= What this exercise asks =
**a)** Using the text on feline X-rays below, decide whether each statement agrees with it: (i) X-rays help in diagnosing only bone ailments; (ii) automatic development of the film is now in common use; (iii) a fracture normally shows up lighter than the bone around it. Answer yes or no for each, quoting the words from the text that settle it.
**b)** Take the text on feline X-rays further, picking up right after its final sentence.

= Text =
The use of X-rays for diagnosing feline ailments is an important part of veterinary practice. Most practices today have their own equipment for this purpose, but if you visit a small clinic, you will probably have to take your pet to the main surgery for an examination. Many people think of using X-rays for diagnosing bone ailments, but they are also useful for highlighting soft tissue problems, such as lung disorders or an obstruction in the intestinal tract.
Q. Why won’t my vet let me hold my cat when she is having an X-ray?
Simply because of the risk of exposure to radiation, which is not to be recommended, particularly in the case of pregnant women.
Q. How is the X-ray film processed?
Either the film will have to be removed and developed manually in a darkroom which takes about fifteen minutes, or it can be automatically developed, which is easier and quicker and is now commonly used.
Q. How is the film interpreted?
The problem may be obvious when the film is placed on a light box for viewing. With a fracture, the break will normally show as a darker area than the surrounding bone, which the X-ray does not penetrate to the same extent.
Making a Radiograph, the X-ray picture of a cat, is similar to the process used for people, but in many cases, of course, the cat will have to be adequately restrained, so that it keeps still. Any movement will otherwise blur the resulting image. So your vet may well recommend either sedating your cat or giving him a general anaesthetic.

Photo-based referring expression data
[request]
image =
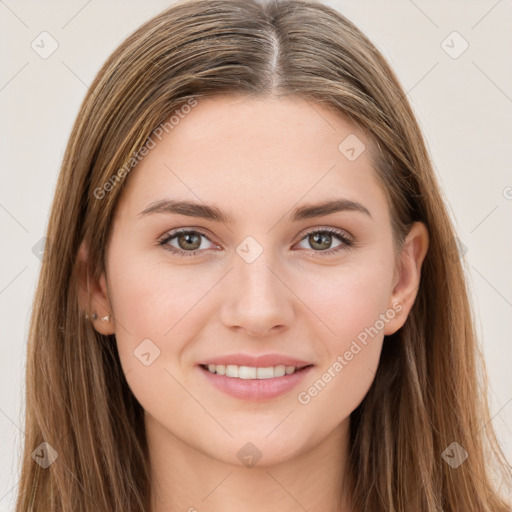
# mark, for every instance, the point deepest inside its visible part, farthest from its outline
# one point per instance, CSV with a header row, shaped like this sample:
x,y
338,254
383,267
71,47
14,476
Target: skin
x,y
257,160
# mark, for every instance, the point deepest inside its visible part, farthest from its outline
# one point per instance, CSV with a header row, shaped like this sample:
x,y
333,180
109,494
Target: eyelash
x,y
340,235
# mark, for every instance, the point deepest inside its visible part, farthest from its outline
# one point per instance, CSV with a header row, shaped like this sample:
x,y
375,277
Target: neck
x,y
186,479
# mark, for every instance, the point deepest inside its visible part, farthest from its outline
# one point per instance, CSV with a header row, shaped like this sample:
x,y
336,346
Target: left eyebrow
x,y
193,209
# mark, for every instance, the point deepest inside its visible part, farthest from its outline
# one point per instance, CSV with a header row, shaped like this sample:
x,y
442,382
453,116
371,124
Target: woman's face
x,y
265,291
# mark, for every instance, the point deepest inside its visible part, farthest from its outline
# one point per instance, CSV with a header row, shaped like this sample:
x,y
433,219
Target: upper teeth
x,y
250,372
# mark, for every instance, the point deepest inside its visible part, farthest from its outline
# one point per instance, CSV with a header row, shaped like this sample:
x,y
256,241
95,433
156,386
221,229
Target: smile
x,y
251,372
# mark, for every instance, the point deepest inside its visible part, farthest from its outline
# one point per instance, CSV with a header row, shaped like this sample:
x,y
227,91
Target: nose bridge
x,y
257,299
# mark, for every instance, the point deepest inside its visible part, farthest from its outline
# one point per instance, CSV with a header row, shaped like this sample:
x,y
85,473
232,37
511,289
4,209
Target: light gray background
x,y
464,106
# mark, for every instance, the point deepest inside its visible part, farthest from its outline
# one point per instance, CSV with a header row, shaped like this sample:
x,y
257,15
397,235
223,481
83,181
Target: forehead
x,y
256,153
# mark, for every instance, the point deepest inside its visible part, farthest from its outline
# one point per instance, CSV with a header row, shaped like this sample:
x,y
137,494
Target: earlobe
x,y
409,272
93,295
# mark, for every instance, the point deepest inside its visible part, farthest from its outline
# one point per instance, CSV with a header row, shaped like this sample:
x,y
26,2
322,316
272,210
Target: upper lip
x,y
257,361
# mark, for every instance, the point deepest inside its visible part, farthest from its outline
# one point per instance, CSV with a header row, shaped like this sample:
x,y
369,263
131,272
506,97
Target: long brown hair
x,y
428,392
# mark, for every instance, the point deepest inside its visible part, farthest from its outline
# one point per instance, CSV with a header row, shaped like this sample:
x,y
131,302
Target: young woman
x,y
250,298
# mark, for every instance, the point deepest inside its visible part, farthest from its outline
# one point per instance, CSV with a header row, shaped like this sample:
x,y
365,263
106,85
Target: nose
x,y
258,300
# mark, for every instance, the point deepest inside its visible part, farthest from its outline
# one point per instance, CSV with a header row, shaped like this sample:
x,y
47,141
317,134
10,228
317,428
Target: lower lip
x,y
256,389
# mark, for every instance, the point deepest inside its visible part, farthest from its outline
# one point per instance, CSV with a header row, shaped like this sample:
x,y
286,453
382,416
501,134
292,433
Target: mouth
x,y
262,382
253,372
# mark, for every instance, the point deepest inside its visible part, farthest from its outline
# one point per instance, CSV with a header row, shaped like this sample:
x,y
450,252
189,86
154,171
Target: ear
x,y
407,276
93,295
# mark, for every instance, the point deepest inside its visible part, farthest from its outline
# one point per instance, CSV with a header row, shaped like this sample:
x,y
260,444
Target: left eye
x,y
189,241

= Results in order =
**a)**
(i) No: "they are also useful for highlighting soft tissue problems, such as lung disorders or an obstruction in the intestinal tract."
(ii) Yes: "it can be automatically developed, which is easier and quicker and is now commonly used."
(iii) No: "the break will normally show as a darker area than the surrounding bone"

**b)**
It’s equally important to position the cat correctly in the first place, with two images invariably being required, from different angles, in order to give a clear impression of the area of the body being studied. The film is placed in a cassette, with the sides being marked with clips as I and R, to orientate viewing of the X-ray once it is developed. The film needs to be positioned directly beneath the machine’s beam, to avoid distortion, so the cassette itself is usually placed flat on the table, with the cat resting on top.
Highlighting the area under investigation can be helpful, to give a better outline. This is done using contrast media, which can be divided into two groups. `Negative’ contrast media, such as air, create a dark impression on the film and can be useful when examining the bladder or colon, while ‘positive’ contrast media, like barium sulphate, appear as white areas on the film. Barium is helpful for showing obstructions in the gastrointestinal tract. Most X-rays need to be interpreted by the experienced eye.
The circulatory system can also be examined by means of radiography, with an iodine-based dye being injected for this purpose.
The protective clothing worn by radiographers is very heavy because it incorporates lead, which X-rays can’t penetrate.
Sensitive film badges also have to be worn, which will reveal just how much radiation the person has been exposed to —the safety limits are laid down in official guidelines.